[Extracted information start]

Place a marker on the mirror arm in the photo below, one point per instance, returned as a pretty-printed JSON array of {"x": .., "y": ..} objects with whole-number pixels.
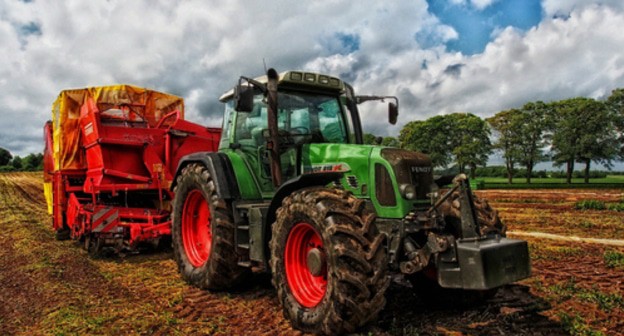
[
  {"x": 253, "y": 82},
  {"x": 362, "y": 99}
]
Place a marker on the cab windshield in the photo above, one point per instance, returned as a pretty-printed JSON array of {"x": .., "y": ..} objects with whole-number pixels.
[{"x": 305, "y": 118}]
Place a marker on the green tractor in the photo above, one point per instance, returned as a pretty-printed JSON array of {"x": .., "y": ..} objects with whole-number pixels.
[{"x": 294, "y": 191}]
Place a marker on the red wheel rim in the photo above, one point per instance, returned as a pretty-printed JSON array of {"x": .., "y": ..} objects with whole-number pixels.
[
  {"x": 196, "y": 233},
  {"x": 307, "y": 289}
]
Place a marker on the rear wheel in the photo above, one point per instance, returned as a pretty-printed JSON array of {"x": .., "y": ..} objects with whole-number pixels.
[
  {"x": 328, "y": 261},
  {"x": 203, "y": 232}
]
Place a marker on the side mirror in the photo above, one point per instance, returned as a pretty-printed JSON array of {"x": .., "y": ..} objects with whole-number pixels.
[
  {"x": 243, "y": 98},
  {"x": 393, "y": 113}
]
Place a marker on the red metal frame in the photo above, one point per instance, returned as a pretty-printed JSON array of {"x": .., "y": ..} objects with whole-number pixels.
[{"x": 123, "y": 192}]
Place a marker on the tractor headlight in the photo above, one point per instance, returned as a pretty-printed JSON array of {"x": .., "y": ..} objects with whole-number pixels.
[{"x": 408, "y": 191}]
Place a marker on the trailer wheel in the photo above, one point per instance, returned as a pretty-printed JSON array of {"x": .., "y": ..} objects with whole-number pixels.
[
  {"x": 203, "y": 232},
  {"x": 63, "y": 233},
  {"x": 329, "y": 261},
  {"x": 93, "y": 245}
]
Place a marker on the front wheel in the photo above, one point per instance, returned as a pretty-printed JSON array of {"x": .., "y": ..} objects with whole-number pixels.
[
  {"x": 329, "y": 261},
  {"x": 203, "y": 232}
]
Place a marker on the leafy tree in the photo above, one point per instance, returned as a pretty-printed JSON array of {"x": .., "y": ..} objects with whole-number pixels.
[
  {"x": 429, "y": 137},
  {"x": 615, "y": 103},
  {"x": 371, "y": 139},
  {"x": 507, "y": 126},
  {"x": 470, "y": 141},
  {"x": 5, "y": 157},
  {"x": 532, "y": 124},
  {"x": 584, "y": 130},
  {"x": 462, "y": 138}
]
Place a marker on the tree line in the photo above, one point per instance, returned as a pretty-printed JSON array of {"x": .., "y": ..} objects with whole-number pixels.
[
  {"x": 577, "y": 130},
  {"x": 31, "y": 162}
]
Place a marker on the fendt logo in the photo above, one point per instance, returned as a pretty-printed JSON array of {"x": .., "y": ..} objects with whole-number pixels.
[{"x": 421, "y": 169}]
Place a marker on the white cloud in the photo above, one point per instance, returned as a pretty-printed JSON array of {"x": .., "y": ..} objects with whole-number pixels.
[
  {"x": 565, "y": 7},
  {"x": 482, "y": 4},
  {"x": 198, "y": 50}
]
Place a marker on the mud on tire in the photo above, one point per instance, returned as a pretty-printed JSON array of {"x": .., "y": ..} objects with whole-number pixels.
[
  {"x": 355, "y": 263},
  {"x": 218, "y": 268}
]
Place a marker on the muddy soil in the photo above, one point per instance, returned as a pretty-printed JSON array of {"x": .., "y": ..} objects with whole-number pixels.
[{"x": 51, "y": 287}]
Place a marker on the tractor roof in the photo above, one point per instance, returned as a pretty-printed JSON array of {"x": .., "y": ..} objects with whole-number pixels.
[{"x": 299, "y": 79}]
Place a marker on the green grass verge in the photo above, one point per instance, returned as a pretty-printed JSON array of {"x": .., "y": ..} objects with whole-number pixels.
[{"x": 611, "y": 182}]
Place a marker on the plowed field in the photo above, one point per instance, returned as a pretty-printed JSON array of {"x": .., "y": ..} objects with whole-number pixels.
[{"x": 51, "y": 287}]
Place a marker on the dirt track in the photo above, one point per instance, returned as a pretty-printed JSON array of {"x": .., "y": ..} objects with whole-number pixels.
[{"x": 51, "y": 287}]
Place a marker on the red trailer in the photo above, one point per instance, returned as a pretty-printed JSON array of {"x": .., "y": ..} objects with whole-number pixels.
[{"x": 110, "y": 157}]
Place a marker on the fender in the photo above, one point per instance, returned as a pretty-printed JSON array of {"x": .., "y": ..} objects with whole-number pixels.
[{"x": 220, "y": 168}]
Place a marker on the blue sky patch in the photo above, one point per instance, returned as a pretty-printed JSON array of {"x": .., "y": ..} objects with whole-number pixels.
[
  {"x": 30, "y": 29},
  {"x": 475, "y": 27},
  {"x": 349, "y": 42}
]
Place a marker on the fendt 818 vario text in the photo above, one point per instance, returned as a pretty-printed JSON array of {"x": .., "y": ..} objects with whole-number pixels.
[{"x": 290, "y": 190}]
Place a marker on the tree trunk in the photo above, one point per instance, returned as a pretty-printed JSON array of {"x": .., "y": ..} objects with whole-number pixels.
[
  {"x": 570, "y": 169},
  {"x": 509, "y": 171},
  {"x": 529, "y": 171}
]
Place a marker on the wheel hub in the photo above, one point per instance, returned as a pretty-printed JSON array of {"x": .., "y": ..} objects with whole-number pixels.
[{"x": 317, "y": 262}]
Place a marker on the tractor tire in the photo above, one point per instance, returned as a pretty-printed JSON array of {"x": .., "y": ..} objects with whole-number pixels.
[
  {"x": 203, "y": 232},
  {"x": 329, "y": 261},
  {"x": 489, "y": 221}
]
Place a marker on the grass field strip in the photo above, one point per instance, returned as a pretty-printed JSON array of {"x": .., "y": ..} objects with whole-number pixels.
[{"x": 610, "y": 242}]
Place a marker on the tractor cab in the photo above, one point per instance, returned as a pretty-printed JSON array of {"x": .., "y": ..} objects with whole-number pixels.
[{"x": 309, "y": 109}]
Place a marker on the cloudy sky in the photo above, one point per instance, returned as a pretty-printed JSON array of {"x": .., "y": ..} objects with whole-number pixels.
[{"x": 478, "y": 56}]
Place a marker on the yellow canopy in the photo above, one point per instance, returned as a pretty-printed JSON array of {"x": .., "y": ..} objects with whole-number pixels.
[{"x": 150, "y": 106}]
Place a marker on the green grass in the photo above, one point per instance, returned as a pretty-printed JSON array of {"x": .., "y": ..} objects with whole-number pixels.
[
  {"x": 611, "y": 181},
  {"x": 590, "y": 205}
]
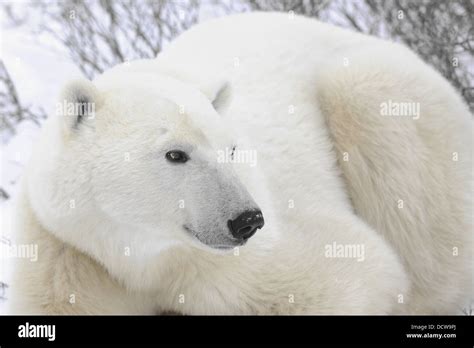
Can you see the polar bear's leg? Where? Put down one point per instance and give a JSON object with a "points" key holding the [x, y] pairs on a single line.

[Extracted information end]

Problem to work on: Copy the material exactly. Do not include the pictures.

Output below:
Place a marker on the mirror arm in the photo below, one point per instance, returned as a pretty-printed JSON array of {"x": .., "y": ..} objects with whole-number pixels.
[
  {"x": 253, "y": 82},
  {"x": 362, "y": 99}
]
Place a marker on the cab windshield in the photo above, one point per instance, returned as a pretty-printed JSON array of {"x": .., "y": ..} objects with whole-number pixels.
[{"x": 305, "y": 118}]
Place a marker on the green tractor in the photo above, one point per instance, returned as a pretty-printed JSON array of {"x": .., "y": ..} objects with whole-number pixels.
[{"x": 294, "y": 191}]
Place a marker on the red wheel rim in the photo above, one point per instance, returned as a pretty-printed JSON array of {"x": .., "y": ..} objects with whole-number pixels.
[
  {"x": 196, "y": 233},
  {"x": 307, "y": 289}
]
Place a marker on the rear wheel in the photo above, one point per instance, returned as a pretty-printed JSON array of {"x": .., "y": ..} objects with whole-number pixels.
[
  {"x": 328, "y": 261},
  {"x": 203, "y": 232}
]
Place a marker on the side mirror in the photo above, one point per instance, returned as a pretty-printed JSON array of {"x": .., "y": ..} objects with whole-number pixels.
[
  {"x": 243, "y": 98},
  {"x": 393, "y": 113}
]
Place a marker on the red metal frame in the photo above, one point per instance, returned as a pretty-printed JSON array of {"x": .., "y": ..} objects with whole-number pixels.
[{"x": 123, "y": 192}]
Place a marker on the tractor headlight in the photo above, one point per instance, returned as a pretty-printed JSON array of {"x": .., "y": ..} objects with whole-number pixels.
[{"x": 408, "y": 191}]
Place a marker on the trailer wheel in the photo above, one point per instance, returned as a pretty-printed JSON array of {"x": .., "y": ..} objects with whole-number pixels.
[
  {"x": 203, "y": 232},
  {"x": 63, "y": 233},
  {"x": 329, "y": 261},
  {"x": 93, "y": 245}
]
Place a marker on the front wheel in the photo above, one point per instance, returned as a pretty-printed JSON array of {"x": .., "y": ..} objects with whole-number pixels.
[
  {"x": 329, "y": 261},
  {"x": 203, "y": 232}
]
Place a marker on the leafy tree in the photo above, one point per instance, returned as a pretty-printed JSON array of {"x": .., "y": ..} objects with whole-number pixels.
[
  {"x": 429, "y": 137},
  {"x": 615, "y": 103},
  {"x": 371, "y": 139},
  {"x": 507, "y": 126},
  {"x": 470, "y": 141},
  {"x": 5, "y": 157},
  {"x": 532, "y": 124},
  {"x": 584, "y": 130},
  {"x": 462, "y": 138}
]
Place a marker on the tree line in the photo above, one point per instance, returned as a pretty-printed JSON array of {"x": .., "y": ..} objects with whole-number pixels.
[
  {"x": 577, "y": 130},
  {"x": 31, "y": 162}
]
Place a marker on the fendt logo in the photo above, one point per instance, returned as a pretty-printed JSON array of {"x": .., "y": ..} objects with whole-number pixels.
[{"x": 421, "y": 169}]
Place a marker on the white cloud in the photo above, one point per instance, returned as a pretty-printed JSON array of {"x": .., "y": ..} objects with whole-number pixels.
[
  {"x": 565, "y": 7},
  {"x": 482, "y": 4},
  {"x": 198, "y": 50}
]
Place a marker on the mud on tire in the photo above, one point per instance, returned as a pretty-printed JSON array of {"x": .., "y": ..} objects with whole-number pixels.
[
  {"x": 355, "y": 263},
  {"x": 218, "y": 268}
]
Place a marker on the muddy soil in the photo above, one point per instance, returned as a pretty-printed JSON array of {"x": .., "y": ..} objects with whole-number pixels.
[{"x": 51, "y": 287}]
Place a marker on the tractor roof in the photo above, one point per instance, returned as a pretty-printed JSON array of {"x": .., "y": ..} objects with whole-number pixels.
[{"x": 299, "y": 79}]
Place a marker on the green grass verge in the photo above, one point per instance, returned as a pretty-printed JSON array of {"x": .., "y": ..} objects with whole-number pixels.
[{"x": 611, "y": 182}]
Place a marker on the plowed field in the photo above, one point per instance, returned as a pretty-printed JSON array of {"x": .., "y": ..} objects with whole-number pixels.
[{"x": 51, "y": 287}]
Place a marker on the dirt track in the photo above, one point per instance, returned as a pretty-printed JSON array of {"x": .., "y": ..} objects with whole-number pixels.
[{"x": 51, "y": 287}]
Place a marker on the red trailer in the photo above, one point per instance, returned as a pretty-printed JSON array of {"x": .., "y": ..} objects with whole-number pixels.
[{"x": 110, "y": 157}]
Place a marker on the fender in the photo above, one point per instance, returned as a pretty-printed JSON array of {"x": .., "y": ..} objects with whole-number pixels.
[{"x": 220, "y": 168}]
Place a marker on the blue sky patch in the photo above, one point per instance, returned as a pretty-printed JSON array of {"x": .., "y": ..} objects with whole-number pixels.
[
  {"x": 30, "y": 29},
  {"x": 475, "y": 27},
  {"x": 349, "y": 42}
]
Place a marker on the fendt 818 vario text in the photo above, one point per instance, returned as a pretty-printed JSON array of {"x": .., "y": ..} objects with whole-number pixels.
[{"x": 290, "y": 190}]
Place a marker on the tree trunk in the photo above, one point per instance, returned as a pretty-printed JSON array of {"x": .., "y": ..} objects with whole-number pixels.
[
  {"x": 570, "y": 169},
  {"x": 509, "y": 171},
  {"x": 529, "y": 171}
]
Place a marker on the wheel hub in the photo above, one point per instance, returned as a pretty-printed JSON array of {"x": .., "y": ..} objects with whole-number pixels.
[{"x": 317, "y": 262}]
Place a marker on the tractor tire in the photo above, one point per instance, returned as a pretty-printed JSON array of {"x": .., "y": ..} objects with whole-number pixels.
[
  {"x": 203, "y": 232},
  {"x": 329, "y": 261},
  {"x": 489, "y": 221}
]
Place a marker on the grass field strip in the photo above, one point per instance, returned as a pretty-printed JSON array of {"x": .., "y": ..} objects with whole-number pixels.
[{"x": 610, "y": 242}]
Place a marker on the tractor cab in the photo above, one point per instance, returned as a pretty-printed JSON array of {"x": .., "y": ..} objects with whole-number pixels.
[{"x": 309, "y": 109}]
Place a marker on the cloudy sky in the photo above, one point per instance, returned as a pretty-printed JSON array of {"x": .., "y": ..} objects with whole-number pixels.
[{"x": 478, "y": 56}]
Place a marker on the yellow canopy in the photo above, one point per instance, returned as a pretty-printed JSON array of {"x": .., "y": ..} objects with whole-number pixels.
[{"x": 150, "y": 106}]
Place a marker on the green grass in the photo above, one point per instance, returned as a pretty-printed JSON array of {"x": .., "y": ..} objects with whole-number pixels.
[
  {"x": 611, "y": 181},
  {"x": 590, "y": 205}
]
Can you see the polar bear's leg? Where? Put down one point per instance and give a JSON object with a "points" key holding the [x, y] pairs on a single line.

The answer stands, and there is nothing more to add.